**WHAT YOU WILL DO**.
The entries below must be retyped exactly. Pictures are to be omitted.

(Stored data)

━━━

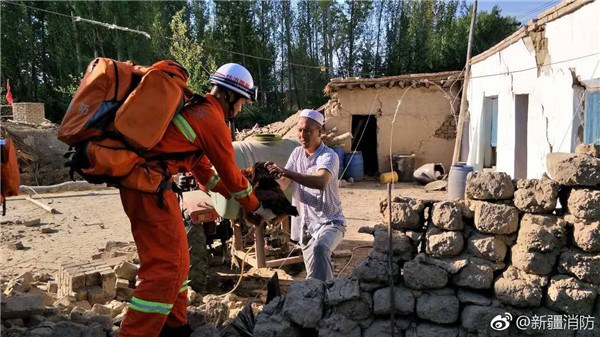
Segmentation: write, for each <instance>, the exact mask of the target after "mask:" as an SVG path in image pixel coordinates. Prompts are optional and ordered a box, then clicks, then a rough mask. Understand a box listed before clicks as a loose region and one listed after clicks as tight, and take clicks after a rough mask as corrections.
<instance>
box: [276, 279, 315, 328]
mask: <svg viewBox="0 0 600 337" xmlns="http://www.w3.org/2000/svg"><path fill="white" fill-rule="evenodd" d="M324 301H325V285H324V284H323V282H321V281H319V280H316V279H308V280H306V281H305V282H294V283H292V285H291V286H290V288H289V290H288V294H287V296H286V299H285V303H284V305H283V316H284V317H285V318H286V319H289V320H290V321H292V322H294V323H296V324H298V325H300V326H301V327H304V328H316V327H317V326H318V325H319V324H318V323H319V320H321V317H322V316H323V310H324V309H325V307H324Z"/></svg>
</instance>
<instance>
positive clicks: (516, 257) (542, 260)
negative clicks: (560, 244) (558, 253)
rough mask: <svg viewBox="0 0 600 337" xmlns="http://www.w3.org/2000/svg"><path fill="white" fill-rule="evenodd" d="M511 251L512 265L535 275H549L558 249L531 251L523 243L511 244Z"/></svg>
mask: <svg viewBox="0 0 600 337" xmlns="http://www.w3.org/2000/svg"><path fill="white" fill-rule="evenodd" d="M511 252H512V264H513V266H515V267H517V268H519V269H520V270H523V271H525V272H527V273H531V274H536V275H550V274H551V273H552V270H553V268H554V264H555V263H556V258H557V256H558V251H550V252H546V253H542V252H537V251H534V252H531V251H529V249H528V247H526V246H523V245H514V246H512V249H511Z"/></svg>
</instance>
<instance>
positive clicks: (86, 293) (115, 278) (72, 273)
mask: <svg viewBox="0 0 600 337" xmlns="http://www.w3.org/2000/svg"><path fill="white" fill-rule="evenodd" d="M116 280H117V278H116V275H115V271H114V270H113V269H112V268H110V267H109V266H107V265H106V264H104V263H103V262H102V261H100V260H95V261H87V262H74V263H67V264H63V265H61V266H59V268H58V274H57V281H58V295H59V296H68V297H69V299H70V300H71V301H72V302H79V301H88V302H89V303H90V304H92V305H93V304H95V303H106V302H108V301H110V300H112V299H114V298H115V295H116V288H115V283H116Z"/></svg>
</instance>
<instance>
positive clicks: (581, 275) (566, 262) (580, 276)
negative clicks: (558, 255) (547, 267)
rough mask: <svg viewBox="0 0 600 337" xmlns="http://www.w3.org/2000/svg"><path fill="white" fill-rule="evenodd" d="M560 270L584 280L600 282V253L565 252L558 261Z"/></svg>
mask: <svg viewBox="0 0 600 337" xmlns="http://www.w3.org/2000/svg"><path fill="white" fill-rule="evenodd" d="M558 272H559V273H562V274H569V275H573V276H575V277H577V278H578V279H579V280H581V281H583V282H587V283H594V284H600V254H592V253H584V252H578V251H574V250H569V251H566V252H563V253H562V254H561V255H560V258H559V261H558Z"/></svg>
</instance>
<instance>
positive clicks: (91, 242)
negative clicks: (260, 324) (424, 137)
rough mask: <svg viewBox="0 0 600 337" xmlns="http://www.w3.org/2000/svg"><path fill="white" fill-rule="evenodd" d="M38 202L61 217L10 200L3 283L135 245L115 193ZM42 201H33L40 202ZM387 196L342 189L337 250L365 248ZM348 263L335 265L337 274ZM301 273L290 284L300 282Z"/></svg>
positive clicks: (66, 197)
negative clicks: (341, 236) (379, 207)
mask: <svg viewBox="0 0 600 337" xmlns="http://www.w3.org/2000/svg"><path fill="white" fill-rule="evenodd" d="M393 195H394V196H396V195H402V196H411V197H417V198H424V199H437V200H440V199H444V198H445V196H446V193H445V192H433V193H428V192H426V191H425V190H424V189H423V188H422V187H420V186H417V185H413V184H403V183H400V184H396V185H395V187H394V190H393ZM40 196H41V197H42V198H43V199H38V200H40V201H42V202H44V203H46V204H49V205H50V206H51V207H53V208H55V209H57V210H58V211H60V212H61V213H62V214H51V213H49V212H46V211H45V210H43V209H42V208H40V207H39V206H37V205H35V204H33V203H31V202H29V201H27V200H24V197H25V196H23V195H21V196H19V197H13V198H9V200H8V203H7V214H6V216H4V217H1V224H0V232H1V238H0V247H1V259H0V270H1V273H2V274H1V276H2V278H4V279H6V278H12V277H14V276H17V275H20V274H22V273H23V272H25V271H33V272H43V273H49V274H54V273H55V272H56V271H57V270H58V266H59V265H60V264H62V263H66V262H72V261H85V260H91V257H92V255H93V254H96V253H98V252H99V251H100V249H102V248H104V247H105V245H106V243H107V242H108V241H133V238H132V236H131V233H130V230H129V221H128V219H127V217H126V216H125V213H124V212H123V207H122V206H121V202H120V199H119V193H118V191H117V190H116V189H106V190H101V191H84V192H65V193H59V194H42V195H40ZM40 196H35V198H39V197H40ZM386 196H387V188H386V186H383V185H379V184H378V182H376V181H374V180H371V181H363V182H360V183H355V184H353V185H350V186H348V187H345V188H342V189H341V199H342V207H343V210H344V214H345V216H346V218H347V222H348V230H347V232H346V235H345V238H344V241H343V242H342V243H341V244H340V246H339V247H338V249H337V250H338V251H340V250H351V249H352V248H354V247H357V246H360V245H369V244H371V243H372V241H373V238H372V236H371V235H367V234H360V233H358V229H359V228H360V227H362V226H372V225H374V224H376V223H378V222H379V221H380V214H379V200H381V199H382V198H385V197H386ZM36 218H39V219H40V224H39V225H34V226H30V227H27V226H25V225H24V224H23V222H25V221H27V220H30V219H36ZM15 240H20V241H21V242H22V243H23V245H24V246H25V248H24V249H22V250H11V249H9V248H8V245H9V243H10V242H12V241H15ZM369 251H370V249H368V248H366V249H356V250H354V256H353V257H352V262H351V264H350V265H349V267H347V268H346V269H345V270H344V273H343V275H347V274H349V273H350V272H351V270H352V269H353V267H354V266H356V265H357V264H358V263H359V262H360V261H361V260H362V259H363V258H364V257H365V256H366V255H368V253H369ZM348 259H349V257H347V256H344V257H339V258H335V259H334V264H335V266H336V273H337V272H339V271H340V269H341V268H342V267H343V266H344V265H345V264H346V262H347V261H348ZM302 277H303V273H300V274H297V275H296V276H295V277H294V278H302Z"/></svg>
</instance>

━━━

**WRITTEN SOLUTION**.
Segmentation: write, for each <instance>, the exact mask of the target after "mask:" as an SVG path in image pixel coordinates. Prompts are optional and ordered a box, then clicks, then a rough mask. Understand a box listed before clicks as a loose region and one listed after clicks as tight, and take clicks after a rough mask as corrections.
<instance>
box: [276, 279, 315, 328]
mask: <svg viewBox="0 0 600 337" xmlns="http://www.w3.org/2000/svg"><path fill="white" fill-rule="evenodd" d="M324 301H325V285H324V284H323V282H321V281H319V280H316V279H308V280H306V281H305V282H294V283H292V285H291V286H290V288H289V290H288V294H287V296H286V299H285V303H284V305H283V316H284V317H285V318H286V319H289V320H290V321H292V322H294V323H296V324H298V325H300V326H301V327H304V328H316V327H317V326H318V325H319V324H318V323H319V320H321V317H322V316H323V310H324V309H325V307H324Z"/></svg>
</instance>
<instance>
positive clicks: (516, 257) (542, 260)
negative clicks: (560, 244) (558, 253)
rough mask: <svg viewBox="0 0 600 337" xmlns="http://www.w3.org/2000/svg"><path fill="white" fill-rule="evenodd" d="M511 251L512 265L535 275H549L558 249L531 251L523 243L511 244Z"/></svg>
mask: <svg viewBox="0 0 600 337" xmlns="http://www.w3.org/2000/svg"><path fill="white" fill-rule="evenodd" d="M511 252H512V264H513V266H515V267H517V268H519V269H520V270H523V271H525V272H527V273H531V274H536V275H550V274H551V273H552V270H553V268H554V264H555V263H556V258H557V256H558V251H550V252H546V253H542V252H537V251H534V252H531V251H529V249H528V247H526V246H523V245H514V246H512V249H511Z"/></svg>
</instance>
<instance>
positive clicks: (86, 293) (115, 278) (72, 273)
mask: <svg viewBox="0 0 600 337" xmlns="http://www.w3.org/2000/svg"><path fill="white" fill-rule="evenodd" d="M116 280H117V278H116V275H115V271H114V270H113V269H112V268H110V267H109V266H107V265H106V264H104V263H103V262H102V261H100V260H95V261H87V262H74V263H67V264H63V265H61V266H59V268H58V274H57V281H58V295H59V296H68V297H69V299H70V300H71V301H72V302H79V301H88V302H89V303H90V304H92V305H93V304H95V303H106V302H108V301H110V300H112V299H114V298H115V295H116V288H115V283H116Z"/></svg>
</instance>
<instance>
positive clicks: (581, 275) (566, 262) (580, 276)
negative clicks: (558, 255) (547, 267)
rough mask: <svg viewBox="0 0 600 337" xmlns="http://www.w3.org/2000/svg"><path fill="white" fill-rule="evenodd" d="M560 270L584 280L600 282V253L565 252L558 261Z"/></svg>
mask: <svg viewBox="0 0 600 337" xmlns="http://www.w3.org/2000/svg"><path fill="white" fill-rule="evenodd" d="M558 272H559V273H562V274H569V275H573V276H575V277H577V278H578V279H579V280H581V281H583V282H587V283H594V284H600V254H592V253H584V252H578V251H574V250H569V251H566V252H563V253H562V254H561V255H560V258H559V261H558Z"/></svg>
</instance>
<instance>
positive clicks: (91, 242)
negative clicks: (260, 324) (424, 137)
rough mask: <svg viewBox="0 0 600 337" xmlns="http://www.w3.org/2000/svg"><path fill="white" fill-rule="evenodd" d="M38 202L61 217L10 200L3 283L135 245L115 193ZM42 201H33L40 202ZM387 196L342 189L337 250L365 248ZM348 263L335 265L337 274ZM301 273L290 284L300 282Z"/></svg>
positive clicks: (66, 197)
negative clicks: (341, 236) (379, 207)
mask: <svg viewBox="0 0 600 337" xmlns="http://www.w3.org/2000/svg"><path fill="white" fill-rule="evenodd" d="M393 195H394V196H396V195H402V196H411V197H417V198H424V199H437V200H440V199H444V198H445V196H446V193H445V192H433V193H428V192H426V191H425V190H424V189H423V188H422V187H420V186H417V185H413V184H403V183H400V184H396V185H395V187H394V190H393ZM40 196H41V197H42V198H43V199H38V200H40V201H42V202H44V203H46V204H49V205H50V206H51V207H53V208H55V209H57V210H58V211H60V212H61V213H62V214H51V213H49V212H46V211H45V210H43V209H42V208H40V207H39V206H37V205H35V204H33V203H31V202H29V201H27V200H24V197H25V196H23V195H21V196H19V197H13V198H9V200H8V203H7V214H6V216H4V217H1V224H0V232H1V238H0V247H1V259H0V270H1V273H2V274H1V276H2V278H4V279H6V278H12V277H14V276H17V275H20V274H22V273H23V272H25V271H33V272H43V273H49V274H54V273H55V272H56V271H57V270H58V266H59V265H60V264H62V263H66V262H72V261H85V260H91V257H92V255H93V254H96V253H98V252H99V251H100V249H102V248H104V247H105V245H106V243H107V242H108V241H133V238H132V236H131V233H130V230H129V221H128V219H127V217H126V216H125V213H124V212H123V207H122V206H121V202H120V199H119V193H118V191H117V190H116V189H106V190H101V191H84V192H65V193H59V194H42V195H40ZM40 196H35V198H39V197H40ZM386 196H387V188H386V186H383V185H379V184H378V182H376V181H374V180H371V181H363V182H360V183H355V184H353V185H350V186H348V187H345V188H342V189H341V199H342V207H343V210H344V214H345V216H346V218H347V222H348V230H347V232H346V235H345V238H344V241H343V242H342V243H341V244H340V246H339V247H338V249H337V250H338V251H340V250H351V249H352V248H354V247H357V246H360V245H369V244H371V243H372V241H373V238H372V236H371V235H367V234H360V233H358V229H359V228H360V227H362V226H372V225H374V224H376V223H378V222H379V221H380V214H379V200H381V199H382V198H385V197H386ZM36 218H39V219H40V224H39V225H34V226H30V227H27V226H25V225H24V224H23V222H25V221H27V220H30V219H36ZM15 240H20V241H21V242H22V243H23V245H24V246H25V248H24V249H22V250H11V249H9V248H8V245H9V243H10V242H12V241H15ZM369 251H370V249H368V248H366V249H356V250H354V256H353V257H352V262H351V264H350V265H349V267H347V268H346V269H345V270H344V273H343V275H347V274H349V273H350V272H351V270H352V269H353V267H354V266H356V265H357V264H358V263H359V262H360V261H361V260H362V259H363V258H364V257H365V256H366V255H368V253H369ZM348 259H349V257H347V256H344V257H339V258H335V259H334V264H335V266H336V273H337V272H339V271H340V269H341V268H342V267H343V266H344V265H345V264H346V262H347V261H348ZM302 277H303V273H300V274H297V275H296V276H295V277H294V278H302Z"/></svg>
</instance>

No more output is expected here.